● **Materials provided**:
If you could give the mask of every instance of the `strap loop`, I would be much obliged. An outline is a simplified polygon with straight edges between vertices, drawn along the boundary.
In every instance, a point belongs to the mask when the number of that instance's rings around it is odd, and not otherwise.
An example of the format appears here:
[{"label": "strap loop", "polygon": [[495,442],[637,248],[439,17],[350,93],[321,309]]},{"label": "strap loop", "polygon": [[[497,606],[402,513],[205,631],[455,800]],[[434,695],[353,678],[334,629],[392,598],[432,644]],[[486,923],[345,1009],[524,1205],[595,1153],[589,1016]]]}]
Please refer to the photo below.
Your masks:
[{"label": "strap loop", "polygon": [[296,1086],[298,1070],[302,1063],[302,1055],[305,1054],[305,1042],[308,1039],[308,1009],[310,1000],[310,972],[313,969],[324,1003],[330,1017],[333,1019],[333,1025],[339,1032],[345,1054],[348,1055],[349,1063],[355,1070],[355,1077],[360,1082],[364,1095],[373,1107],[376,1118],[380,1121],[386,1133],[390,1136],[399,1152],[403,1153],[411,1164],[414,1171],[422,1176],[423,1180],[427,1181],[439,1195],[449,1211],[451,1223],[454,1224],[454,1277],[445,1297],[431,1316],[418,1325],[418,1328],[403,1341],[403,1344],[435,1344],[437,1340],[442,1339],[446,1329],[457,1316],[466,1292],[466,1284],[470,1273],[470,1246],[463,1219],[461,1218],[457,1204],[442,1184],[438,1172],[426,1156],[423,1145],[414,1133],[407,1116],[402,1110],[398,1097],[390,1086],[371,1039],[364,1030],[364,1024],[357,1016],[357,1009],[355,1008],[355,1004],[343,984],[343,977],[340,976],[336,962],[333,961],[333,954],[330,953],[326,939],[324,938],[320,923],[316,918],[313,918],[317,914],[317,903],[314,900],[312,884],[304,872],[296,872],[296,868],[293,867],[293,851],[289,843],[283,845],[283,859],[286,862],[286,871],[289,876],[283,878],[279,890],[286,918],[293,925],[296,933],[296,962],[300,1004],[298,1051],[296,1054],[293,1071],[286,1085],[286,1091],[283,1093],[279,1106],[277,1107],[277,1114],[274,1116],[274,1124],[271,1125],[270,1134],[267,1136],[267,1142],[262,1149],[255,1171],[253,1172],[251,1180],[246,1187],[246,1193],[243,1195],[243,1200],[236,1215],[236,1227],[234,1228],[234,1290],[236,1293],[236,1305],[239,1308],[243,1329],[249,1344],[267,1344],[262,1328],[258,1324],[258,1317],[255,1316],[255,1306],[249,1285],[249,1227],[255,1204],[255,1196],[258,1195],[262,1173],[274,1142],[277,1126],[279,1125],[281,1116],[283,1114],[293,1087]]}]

● **Description of the task**: Reproduce every one of the records above verbatim, keeping each line unchanged and in its original order.

● **The result**:
If you could give the mask of every instance of the `strap loop`, I would be much obliged. An outline is a simplified polygon with straight edges between vertices, drawn along the boundary.
In every instance, a point belongs to the mask when the number of that instance's rings around it is odd, and not otherwise.
An example of the format appears here:
[{"label": "strap loop", "polygon": [[495,442],[637,248],[439,17],[350,93],[321,309]]},{"label": "strap loop", "polygon": [[[497,606],[402,513],[205,631],[455,800]],[[434,695],[353,678],[334,629],[392,598],[432,644]],[[486,923],[345,1009],[524,1205],[595,1153],[589,1016]]]}]
Please refer to the photo below.
Your masks:
[{"label": "strap loop", "polygon": [[296,1086],[298,1070],[302,1063],[302,1055],[305,1054],[305,1042],[308,1039],[308,1009],[310,1000],[310,972],[313,969],[324,1003],[330,1017],[333,1019],[333,1025],[339,1032],[345,1054],[348,1055],[349,1063],[355,1070],[355,1077],[360,1082],[364,1095],[373,1107],[376,1118],[380,1121],[386,1133],[390,1136],[399,1152],[403,1153],[411,1164],[414,1171],[422,1176],[423,1180],[427,1181],[439,1195],[449,1211],[451,1223],[454,1224],[454,1277],[445,1297],[431,1316],[418,1325],[418,1328],[403,1341],[403,1344],[435,1344],[437,1340],[442,1339],[446,1329],[457,1316],[466,1292],[466,1284],[470,1273],[470,1246],[463,1219],[461,1218],[457,1204],[442,1184],[438,1172],[426,1156],[423,1145],[414,1133],[407,1116],[402,1110],[398,1097],[390,1086],[371,1039],[364,1030],[364,1024],[357,1016],[357,1009],[355,1008],[355,1004],[343,984],[343,977],[340,976],[336,962],[333,961],[333,954],[330,953],[326,939],[324,938],[320,923],[316,918],[313,918],[317,914],[317,903],[314,900],[312,884],[304,872],[296,872],[296,868],[293,867],[293,851],[289,843],[283,845],[283,859],[286,862],[286,871],[289,876],[283,878],[279,890],[286,918],[293,925],[296,933],[296,962],[300,1004],[298,1051],[296,1054],[293,1071],[286,1085],[286,1091],[283,1093],[279,1106],[277,1107],[277,1114],[274,1116],[274,1124],[271,1125],[270,1134],[267,1136],[267,1142],[262,1149],[255,1171],[253,1172],[251,1180],[246,1187],[246,1193],[243,1195],[243,1200],[236,1215],[236,1227],[234,1228],[234,1290],[236,1293],[236,1305],[239,1308],[243,1329],[249,1344],[267,1344],[262,1328],[258,1324],[258,1317],[255,1316],[255,1306],[249,1285],[249,1227],[255,1204],[255,1196],[258,1195],[262,1173],[274,1142],[277,1126],[279,1125],[281,1116],[283,1114],[293,1087]]}]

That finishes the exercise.